• **Excerpt provided**
---

[net.micro] More opinion on software copying and protection

foust@gumby.UUCP (08/11/85)

I enjoyed Purkiser's last posting - he admitted he possessed pirated 
software.  I am not in support of pirated software, etc., but he was
one of the few who would admit it.

.fl on
WHY WILL SO FEW NET PEOPLE ADMIT TO OWNING PIRATED SOFTWARE?
.fl off

I would really like to hear other rationalizations of software piracy.
This is an invitation to both pirates and preachers:  

For the pirates, how do YOU justify your theft to yourself?
For the preachers, this is a great chance in studying how to convert
people, and teach them not to steal.  What are the best ways to convince
people to stop stealing?

I think my reasons (read: rationalizations) for having stolen software
are similar to his.  I'm in college, and my budget keeps most packages
out of reach.

However, I have also purchased packages after I had pirated versions.
I don't think this is so strange.  Pangs of a guilty conscience, I am
sure.


-- 
John Foust
"I used to be disgusted, but now I'm just amused"

Elefante@RADC-MULTICS.ARPA (08/13/85)

> I would really like to hear other rationalizations of software piracy.
> This is an invitation to both pirates and preachers:  
> 
> For the pirates, how do YOU justify your theft to yourself?
> For the preachers, this is a great chance in studying how to convert
> people, and teach them not to steal.  What are the best ways to convince
> people to stop stealing?

This struck a familiar chord with me, yet it is with trepedation that I submit
a response in this arena because some might consider it out of place.  On the
other hand, I think it will surely hit the nail on the head for many who are
boggled by the software piracy issue.

---

• **Data section**
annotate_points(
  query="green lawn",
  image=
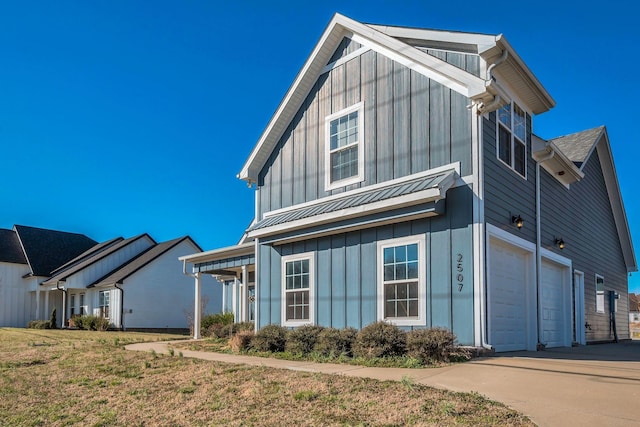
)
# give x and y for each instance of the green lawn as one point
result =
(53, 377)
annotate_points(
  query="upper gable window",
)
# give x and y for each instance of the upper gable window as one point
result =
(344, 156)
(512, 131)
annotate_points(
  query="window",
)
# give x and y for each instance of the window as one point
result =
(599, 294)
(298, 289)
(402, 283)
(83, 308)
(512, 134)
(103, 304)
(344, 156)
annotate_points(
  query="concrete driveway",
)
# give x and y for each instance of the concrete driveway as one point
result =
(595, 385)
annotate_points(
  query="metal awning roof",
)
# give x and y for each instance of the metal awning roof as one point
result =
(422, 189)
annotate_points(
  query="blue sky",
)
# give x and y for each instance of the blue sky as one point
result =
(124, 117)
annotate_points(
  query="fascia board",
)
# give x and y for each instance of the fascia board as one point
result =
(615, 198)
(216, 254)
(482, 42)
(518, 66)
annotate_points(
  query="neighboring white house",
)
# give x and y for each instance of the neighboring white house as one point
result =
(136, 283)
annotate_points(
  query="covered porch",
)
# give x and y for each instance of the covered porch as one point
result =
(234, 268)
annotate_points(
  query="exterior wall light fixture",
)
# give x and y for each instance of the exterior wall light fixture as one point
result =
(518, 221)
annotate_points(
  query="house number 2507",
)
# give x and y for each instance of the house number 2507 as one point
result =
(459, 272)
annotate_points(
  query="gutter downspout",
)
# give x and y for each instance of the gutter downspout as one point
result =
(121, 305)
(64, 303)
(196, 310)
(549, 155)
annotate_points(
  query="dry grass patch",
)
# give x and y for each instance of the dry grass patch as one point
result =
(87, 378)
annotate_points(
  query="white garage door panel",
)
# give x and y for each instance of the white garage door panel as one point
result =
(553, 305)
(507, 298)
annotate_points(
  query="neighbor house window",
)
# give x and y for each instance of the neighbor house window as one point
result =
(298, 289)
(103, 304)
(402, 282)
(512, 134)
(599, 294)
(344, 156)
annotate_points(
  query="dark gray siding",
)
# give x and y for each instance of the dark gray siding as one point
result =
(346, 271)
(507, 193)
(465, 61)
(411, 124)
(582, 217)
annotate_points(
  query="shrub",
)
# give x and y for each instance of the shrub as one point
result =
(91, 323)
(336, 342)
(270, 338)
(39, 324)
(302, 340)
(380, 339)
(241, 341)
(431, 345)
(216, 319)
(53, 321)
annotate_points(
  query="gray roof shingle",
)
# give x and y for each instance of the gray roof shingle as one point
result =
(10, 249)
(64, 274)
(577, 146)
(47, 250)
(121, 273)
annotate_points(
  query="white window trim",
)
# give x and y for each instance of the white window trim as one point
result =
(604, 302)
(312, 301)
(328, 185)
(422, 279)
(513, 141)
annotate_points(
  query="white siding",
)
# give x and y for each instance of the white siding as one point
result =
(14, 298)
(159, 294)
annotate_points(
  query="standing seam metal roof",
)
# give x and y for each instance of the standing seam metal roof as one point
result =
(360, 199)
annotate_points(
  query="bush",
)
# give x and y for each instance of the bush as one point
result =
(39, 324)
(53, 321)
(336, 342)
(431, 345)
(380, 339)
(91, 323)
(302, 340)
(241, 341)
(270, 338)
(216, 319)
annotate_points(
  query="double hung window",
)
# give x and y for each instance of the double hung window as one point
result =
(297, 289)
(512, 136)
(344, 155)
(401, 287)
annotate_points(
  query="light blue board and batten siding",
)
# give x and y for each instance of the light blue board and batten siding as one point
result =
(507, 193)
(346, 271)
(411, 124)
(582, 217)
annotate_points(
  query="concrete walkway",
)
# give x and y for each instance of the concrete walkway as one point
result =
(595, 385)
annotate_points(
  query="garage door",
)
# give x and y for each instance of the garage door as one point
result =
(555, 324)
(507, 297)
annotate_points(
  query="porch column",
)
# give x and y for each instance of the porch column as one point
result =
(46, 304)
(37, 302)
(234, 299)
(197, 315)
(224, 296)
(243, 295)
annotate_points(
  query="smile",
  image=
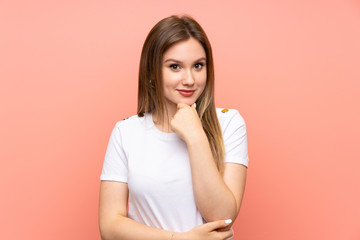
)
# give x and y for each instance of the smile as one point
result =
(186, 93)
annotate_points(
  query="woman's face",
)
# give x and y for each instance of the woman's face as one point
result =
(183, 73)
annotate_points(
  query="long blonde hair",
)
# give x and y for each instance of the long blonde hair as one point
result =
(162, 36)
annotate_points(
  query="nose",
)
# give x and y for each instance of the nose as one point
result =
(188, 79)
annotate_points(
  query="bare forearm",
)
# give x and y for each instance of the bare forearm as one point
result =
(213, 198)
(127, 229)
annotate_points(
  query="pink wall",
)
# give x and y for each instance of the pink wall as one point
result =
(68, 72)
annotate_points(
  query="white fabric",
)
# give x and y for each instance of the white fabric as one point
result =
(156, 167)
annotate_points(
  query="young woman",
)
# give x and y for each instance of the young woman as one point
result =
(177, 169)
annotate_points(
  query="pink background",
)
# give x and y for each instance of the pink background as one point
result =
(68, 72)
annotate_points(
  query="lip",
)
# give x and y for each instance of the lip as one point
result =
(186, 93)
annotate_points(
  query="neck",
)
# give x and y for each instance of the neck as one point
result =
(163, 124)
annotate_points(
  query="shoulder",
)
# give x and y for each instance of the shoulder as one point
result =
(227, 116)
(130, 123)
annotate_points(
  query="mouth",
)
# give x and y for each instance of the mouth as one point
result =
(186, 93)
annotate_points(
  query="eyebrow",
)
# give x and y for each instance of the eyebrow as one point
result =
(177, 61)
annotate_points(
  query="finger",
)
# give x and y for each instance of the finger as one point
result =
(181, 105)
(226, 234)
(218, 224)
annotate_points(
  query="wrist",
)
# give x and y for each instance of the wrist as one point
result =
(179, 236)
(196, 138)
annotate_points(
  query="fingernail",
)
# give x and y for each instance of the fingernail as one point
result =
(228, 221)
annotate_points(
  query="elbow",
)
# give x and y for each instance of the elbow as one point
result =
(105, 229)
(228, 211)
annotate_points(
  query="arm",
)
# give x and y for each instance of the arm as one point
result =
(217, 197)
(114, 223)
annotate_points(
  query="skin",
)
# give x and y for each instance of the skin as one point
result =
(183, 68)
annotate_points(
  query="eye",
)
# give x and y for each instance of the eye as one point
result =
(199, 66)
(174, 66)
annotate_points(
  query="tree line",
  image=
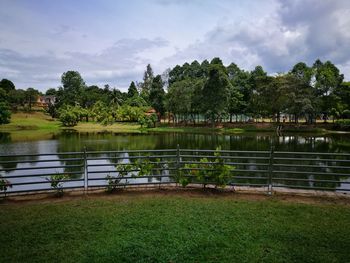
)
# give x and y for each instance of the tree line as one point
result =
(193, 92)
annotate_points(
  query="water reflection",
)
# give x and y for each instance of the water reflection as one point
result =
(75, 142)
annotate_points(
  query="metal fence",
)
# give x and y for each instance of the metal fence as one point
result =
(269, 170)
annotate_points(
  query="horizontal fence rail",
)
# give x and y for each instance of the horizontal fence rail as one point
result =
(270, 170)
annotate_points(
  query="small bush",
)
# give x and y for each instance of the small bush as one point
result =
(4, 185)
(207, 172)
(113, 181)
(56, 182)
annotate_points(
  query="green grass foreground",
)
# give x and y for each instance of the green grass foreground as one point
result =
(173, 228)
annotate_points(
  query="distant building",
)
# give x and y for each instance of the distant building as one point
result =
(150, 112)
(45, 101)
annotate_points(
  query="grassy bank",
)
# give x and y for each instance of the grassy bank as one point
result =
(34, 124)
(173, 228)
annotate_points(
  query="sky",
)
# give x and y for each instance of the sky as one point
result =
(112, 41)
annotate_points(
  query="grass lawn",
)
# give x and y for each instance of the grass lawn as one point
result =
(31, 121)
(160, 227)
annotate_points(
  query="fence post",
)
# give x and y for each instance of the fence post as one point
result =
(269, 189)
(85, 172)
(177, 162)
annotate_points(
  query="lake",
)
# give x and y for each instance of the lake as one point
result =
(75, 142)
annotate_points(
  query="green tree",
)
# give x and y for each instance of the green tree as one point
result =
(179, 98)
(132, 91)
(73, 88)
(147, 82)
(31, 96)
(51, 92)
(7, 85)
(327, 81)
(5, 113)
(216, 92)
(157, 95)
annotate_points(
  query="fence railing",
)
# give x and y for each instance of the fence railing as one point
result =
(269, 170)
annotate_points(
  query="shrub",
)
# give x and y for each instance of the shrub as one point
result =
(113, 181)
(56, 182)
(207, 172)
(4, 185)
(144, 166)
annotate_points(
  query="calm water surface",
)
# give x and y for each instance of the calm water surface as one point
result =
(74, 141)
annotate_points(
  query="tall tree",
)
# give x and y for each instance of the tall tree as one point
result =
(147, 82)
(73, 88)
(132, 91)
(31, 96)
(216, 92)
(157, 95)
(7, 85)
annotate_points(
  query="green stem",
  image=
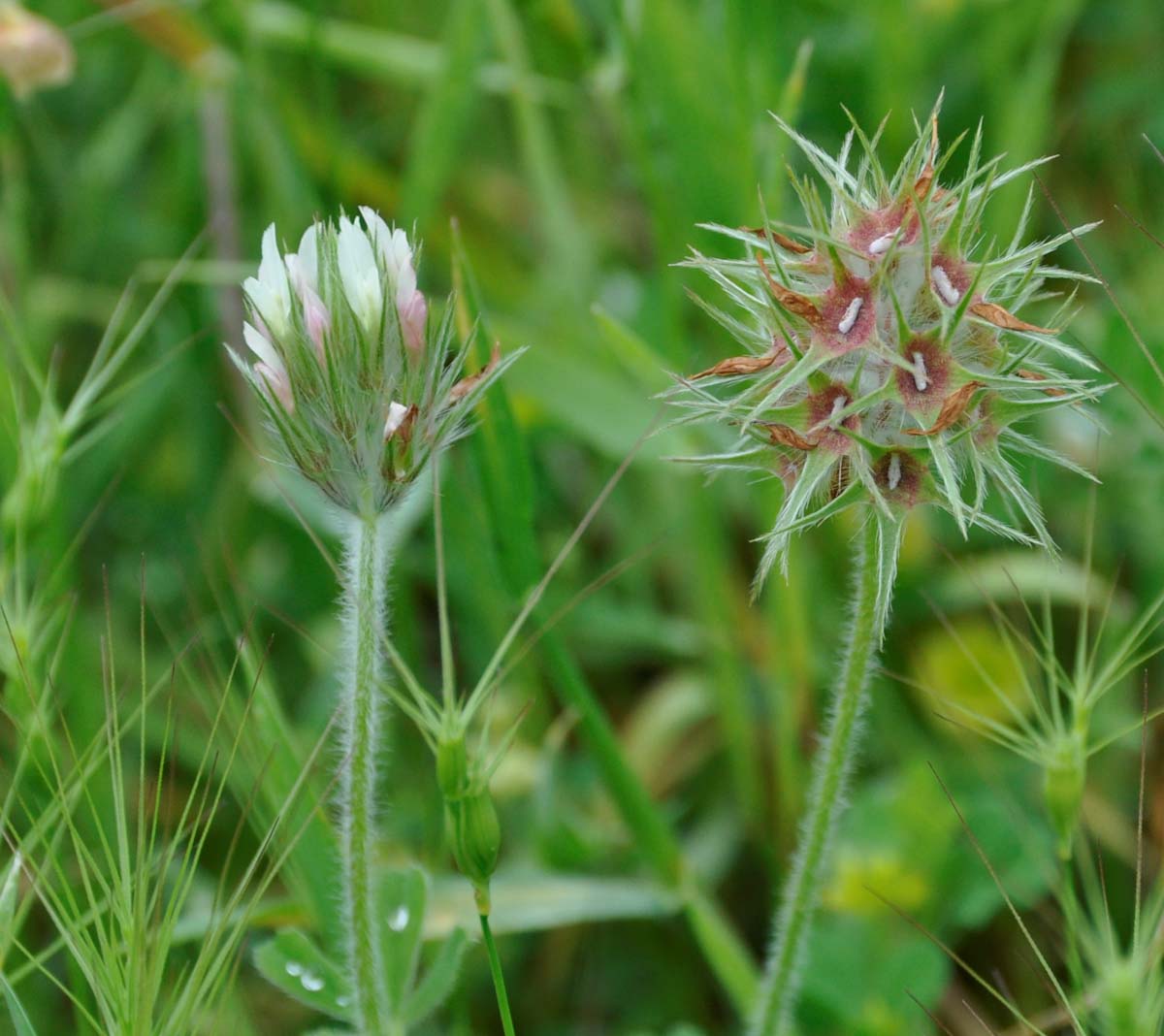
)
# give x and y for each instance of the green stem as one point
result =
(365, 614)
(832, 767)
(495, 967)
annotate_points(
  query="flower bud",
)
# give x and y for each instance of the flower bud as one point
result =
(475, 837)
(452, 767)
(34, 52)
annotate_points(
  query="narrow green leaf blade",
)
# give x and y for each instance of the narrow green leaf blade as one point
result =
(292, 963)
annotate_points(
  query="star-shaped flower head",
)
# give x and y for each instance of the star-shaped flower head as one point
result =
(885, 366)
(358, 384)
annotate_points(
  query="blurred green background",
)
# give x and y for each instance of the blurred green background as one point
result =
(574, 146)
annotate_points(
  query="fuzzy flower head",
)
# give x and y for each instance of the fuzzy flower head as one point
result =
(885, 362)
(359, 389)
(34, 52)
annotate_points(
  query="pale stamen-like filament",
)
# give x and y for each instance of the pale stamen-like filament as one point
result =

---

• **Study questions**
1: Tell whether each of these statements agrees with the software piracy thread. Answer yes or no for each one and quote the thread's deciding words exactly. (a) The writer of the first post supports pirated software. (b) The writer of the first post has bought packages after having pirated versions of them. (c) The writer of the reply hesitates to respond because some might consider the response out of place.
2: Reproduce the software piracy thread word for word, starting at "I enjoyed Purkiser's" and ending at "OWNING PIRATED SOFTWARE?".

• **Results of the tasks**
1:
(a) No. "I am not in support of pirated software, etc."
(b) Yes. "However, I have also purchased packages after I had pirated versions."
(c) Yes. "it is with trepedation that I submit a response in this arena because some might consider it out of place"

2:
I enjoyed Purkiser's last posting - he admitted he possessed pirated 
software.  I am not in support of pirated software, etc., but he was
one of the few who would admit it.

.fl on
WHY WILL SO FEW NET PEOPLE ADMIT TO OWNING PIRATED SOFTWARE?